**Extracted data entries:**
━━━━
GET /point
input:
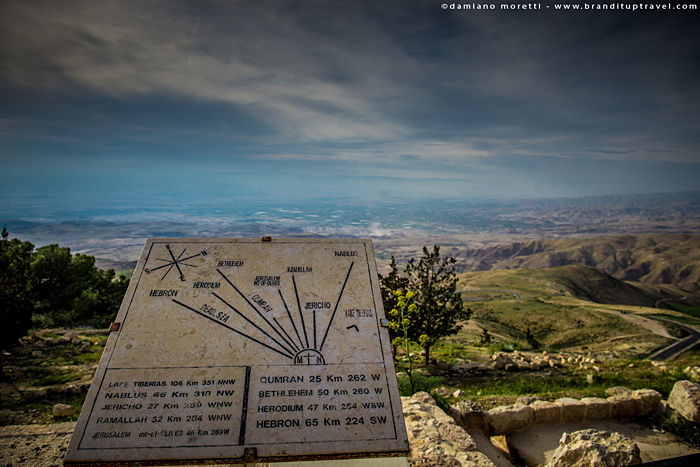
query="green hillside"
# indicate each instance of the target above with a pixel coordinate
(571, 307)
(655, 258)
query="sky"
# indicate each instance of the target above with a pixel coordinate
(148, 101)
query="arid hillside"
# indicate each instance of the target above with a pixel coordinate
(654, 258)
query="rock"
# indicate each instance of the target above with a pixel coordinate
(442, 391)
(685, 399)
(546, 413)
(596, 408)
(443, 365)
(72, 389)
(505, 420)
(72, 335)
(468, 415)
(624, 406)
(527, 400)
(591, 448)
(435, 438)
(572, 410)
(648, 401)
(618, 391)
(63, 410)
━━━━
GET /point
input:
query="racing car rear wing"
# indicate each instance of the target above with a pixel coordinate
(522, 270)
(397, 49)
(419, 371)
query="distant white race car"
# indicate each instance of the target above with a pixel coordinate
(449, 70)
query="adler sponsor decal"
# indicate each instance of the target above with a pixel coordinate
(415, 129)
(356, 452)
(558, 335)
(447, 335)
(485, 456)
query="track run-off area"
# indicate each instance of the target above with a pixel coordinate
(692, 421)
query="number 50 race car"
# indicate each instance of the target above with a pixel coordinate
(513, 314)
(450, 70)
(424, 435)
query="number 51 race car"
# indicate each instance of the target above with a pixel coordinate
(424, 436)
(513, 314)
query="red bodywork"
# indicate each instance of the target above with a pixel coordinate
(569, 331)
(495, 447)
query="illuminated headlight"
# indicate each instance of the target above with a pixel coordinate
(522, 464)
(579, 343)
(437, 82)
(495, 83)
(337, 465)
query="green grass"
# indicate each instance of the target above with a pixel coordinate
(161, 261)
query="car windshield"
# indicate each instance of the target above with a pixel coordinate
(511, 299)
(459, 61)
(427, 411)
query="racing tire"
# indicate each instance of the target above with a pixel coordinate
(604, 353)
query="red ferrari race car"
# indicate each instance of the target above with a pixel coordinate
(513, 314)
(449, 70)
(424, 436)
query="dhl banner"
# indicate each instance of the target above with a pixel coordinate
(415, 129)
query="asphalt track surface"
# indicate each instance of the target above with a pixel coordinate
━━━━
**EXERCISE GOAL:** Copy out each line from the preceding entries that mentions the word "race".

**REPLY TO THE EXERCISE:**
query="distant white race car"
query="number 50 race car"
query="number 51 race car"
query="red ferrari race car"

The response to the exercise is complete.